[[ Exercise material open ]]

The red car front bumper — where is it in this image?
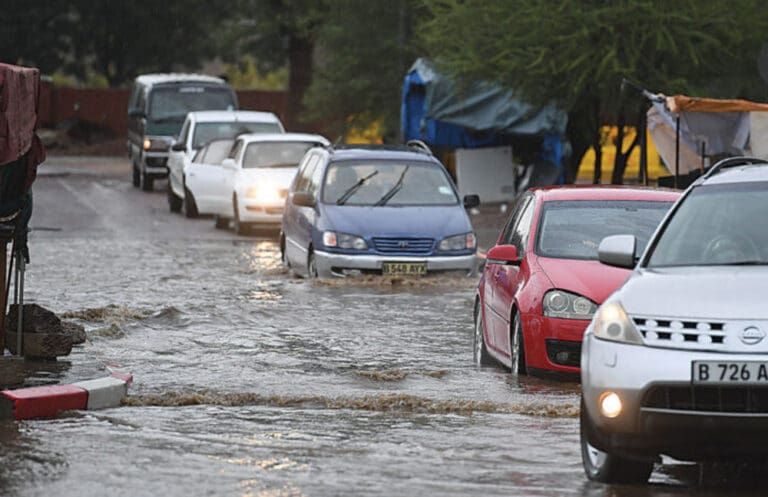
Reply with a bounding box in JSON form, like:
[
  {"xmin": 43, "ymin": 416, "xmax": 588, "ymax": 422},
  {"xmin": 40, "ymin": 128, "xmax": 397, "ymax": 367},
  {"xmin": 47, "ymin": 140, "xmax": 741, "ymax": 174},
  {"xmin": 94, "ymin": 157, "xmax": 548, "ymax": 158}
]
[{"xmin": 521, "ymin": 312, "xmax": 590, "ymax": 374}]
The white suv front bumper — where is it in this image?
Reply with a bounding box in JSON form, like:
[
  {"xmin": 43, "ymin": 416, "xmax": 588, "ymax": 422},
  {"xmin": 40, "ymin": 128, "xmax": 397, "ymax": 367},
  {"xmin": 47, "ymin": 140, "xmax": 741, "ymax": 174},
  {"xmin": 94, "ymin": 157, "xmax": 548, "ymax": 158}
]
[{"xmin": 581, "ymin": 331, "xmax": 768, "ymax": 460}]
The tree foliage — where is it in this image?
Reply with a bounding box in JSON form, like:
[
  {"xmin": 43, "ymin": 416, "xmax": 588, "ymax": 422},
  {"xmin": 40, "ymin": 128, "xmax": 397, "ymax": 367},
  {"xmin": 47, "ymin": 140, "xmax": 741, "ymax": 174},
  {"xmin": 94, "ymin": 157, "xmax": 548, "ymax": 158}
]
[
  {"xmin": 422, "ymin": 0, "xmax": 768, "ymax": 182},
  {"xmin": 303, "ymin": 0, "xmax": 421, "ymax": 141}
]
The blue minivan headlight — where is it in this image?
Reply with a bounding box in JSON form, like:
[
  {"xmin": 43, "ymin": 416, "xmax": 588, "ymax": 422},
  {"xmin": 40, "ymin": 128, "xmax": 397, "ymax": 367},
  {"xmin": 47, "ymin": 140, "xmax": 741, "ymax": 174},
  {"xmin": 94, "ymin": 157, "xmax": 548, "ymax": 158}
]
[
  {"xmin": 438, "ymin": 233, "xmax": 476, "ymax": 252},
  {"xmin": 323, "ymin": 231, "xmax": 368, "ymax": 250}
]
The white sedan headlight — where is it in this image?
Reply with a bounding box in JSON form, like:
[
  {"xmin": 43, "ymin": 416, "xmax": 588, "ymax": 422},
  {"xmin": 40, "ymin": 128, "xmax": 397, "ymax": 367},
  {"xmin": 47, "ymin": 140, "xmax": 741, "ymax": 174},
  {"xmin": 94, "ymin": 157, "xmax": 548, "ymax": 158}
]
[
  {"xmin": 542, "ymin": 290, "xmax": 597, "ymax": 320},
  {"xmin": 592, "ymin": 302, "xmax": 644, "ymax": 345},
  {"xmin": 245, "ymin": 185, "xmax": 281, "ymax": 204}
]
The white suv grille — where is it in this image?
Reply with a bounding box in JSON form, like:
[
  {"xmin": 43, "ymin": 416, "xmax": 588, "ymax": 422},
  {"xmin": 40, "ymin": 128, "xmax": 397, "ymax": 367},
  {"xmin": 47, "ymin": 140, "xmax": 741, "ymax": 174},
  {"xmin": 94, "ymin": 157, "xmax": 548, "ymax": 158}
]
[{"xmin": 633, "ymin": 317, "xmax": 727, "ymax": 351}]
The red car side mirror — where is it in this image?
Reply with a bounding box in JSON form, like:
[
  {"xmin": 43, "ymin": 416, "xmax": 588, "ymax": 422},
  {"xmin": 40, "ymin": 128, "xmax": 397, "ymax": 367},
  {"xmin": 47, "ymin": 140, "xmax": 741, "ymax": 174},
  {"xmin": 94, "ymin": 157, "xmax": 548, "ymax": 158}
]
[{"xmin": 486, "ymin": 245, "xmax": 520, "ymax": 265}]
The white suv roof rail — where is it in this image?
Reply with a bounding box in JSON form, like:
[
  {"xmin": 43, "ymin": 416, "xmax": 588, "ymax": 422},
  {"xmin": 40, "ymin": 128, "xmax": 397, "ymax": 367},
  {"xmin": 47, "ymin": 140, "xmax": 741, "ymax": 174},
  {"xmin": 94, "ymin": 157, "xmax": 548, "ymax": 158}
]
[{"xmin": 704, "ymin": 156, "xmax": 768, "ymax": 179}]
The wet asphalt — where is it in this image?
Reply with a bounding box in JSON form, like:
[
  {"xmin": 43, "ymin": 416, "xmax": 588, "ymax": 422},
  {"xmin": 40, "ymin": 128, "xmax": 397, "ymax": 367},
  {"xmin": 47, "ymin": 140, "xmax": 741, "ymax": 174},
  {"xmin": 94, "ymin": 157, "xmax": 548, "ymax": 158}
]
[{"xmin": 0, "ymin": 157, "xmax": 764, "ymax": 496}]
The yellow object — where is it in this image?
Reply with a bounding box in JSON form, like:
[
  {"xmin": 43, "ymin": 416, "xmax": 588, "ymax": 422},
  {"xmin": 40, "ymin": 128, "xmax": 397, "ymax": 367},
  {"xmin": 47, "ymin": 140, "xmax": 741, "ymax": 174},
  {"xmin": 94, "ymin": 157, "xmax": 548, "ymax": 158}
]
[
  {"xmin": 578, "ymin": 126, "xmax": 670, "ymax": 183},
  {"xmin": 345, "ymin": 119, "xmax": 384, "ymax": 144}
]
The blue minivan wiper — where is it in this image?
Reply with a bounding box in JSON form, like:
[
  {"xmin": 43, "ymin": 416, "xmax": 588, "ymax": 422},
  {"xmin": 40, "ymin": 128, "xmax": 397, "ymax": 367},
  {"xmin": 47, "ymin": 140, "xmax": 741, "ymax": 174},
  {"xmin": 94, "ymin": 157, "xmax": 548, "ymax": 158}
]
[
  {"xmin": 374, "ymin": 166, "xmax": 409, "ymax": 206},
  {"xmin": 336, "ymin": 171, "xmax": 379, "ymax": 205}
]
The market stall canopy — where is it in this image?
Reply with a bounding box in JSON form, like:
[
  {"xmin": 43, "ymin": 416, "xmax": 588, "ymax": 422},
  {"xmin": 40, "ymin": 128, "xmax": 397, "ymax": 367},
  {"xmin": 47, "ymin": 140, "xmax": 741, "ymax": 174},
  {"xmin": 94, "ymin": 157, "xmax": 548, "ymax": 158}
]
[
  {"xmin": 402, "ymin": 58, "xmax": 566, "ymax": 148},
  {"xmin": 647, "ymin": 93, "xmax": 768, "ymax": 175},
  {"xmin": 0, "ymin": 63, "xmax": 45, "ymax": 171}
]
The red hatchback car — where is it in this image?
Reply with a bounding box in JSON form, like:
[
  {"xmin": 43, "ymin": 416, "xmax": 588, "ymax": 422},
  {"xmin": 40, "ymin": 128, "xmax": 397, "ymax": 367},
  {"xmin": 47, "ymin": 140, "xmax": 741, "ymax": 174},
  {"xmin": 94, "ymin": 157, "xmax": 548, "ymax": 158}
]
[{"xmin": 474, "ymin": 186, "xmax": 680, "ymax": 376}]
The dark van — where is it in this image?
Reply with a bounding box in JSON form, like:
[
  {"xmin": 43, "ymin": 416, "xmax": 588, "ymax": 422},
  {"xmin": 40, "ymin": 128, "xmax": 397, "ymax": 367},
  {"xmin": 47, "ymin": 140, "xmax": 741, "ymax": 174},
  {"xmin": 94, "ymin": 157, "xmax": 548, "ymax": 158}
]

[[ Exercise material closed ]]

▸ **How to complete this task**:
Among the entries, how many lines contain the word "front"? Give the number alone.

▸ **The completed task**:
2